| WORK INSTRUCTION |
If a line appears in the data below, it must appear in your answer exactly as given.

START MATERIAL FOR THE TASK

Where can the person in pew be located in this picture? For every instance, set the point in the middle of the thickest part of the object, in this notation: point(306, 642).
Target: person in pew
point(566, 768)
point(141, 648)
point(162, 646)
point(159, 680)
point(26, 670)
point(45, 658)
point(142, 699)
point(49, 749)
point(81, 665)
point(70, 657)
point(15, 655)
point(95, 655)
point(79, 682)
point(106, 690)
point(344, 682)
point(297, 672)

END MATERIAL FOR THE TASK

| EXERCISE RESULT |
Where can the person in pew be located in this picture? For every instance, set the point in the middle of the thickest part of the object, in this notation: point(306, 642).
Target: person in pew
point(566, 768)
point(141, 648)
point(162, 646)
point(159, 680)
point(26, 670)
point(45, 658)
point(142, 699)
point(49, 749)
point(81, 665)
point(70, 657)
point(15, 655)
point(95, 655)
point(79, 682)
point(106, 690)
point(344, 682)
point(297, 672)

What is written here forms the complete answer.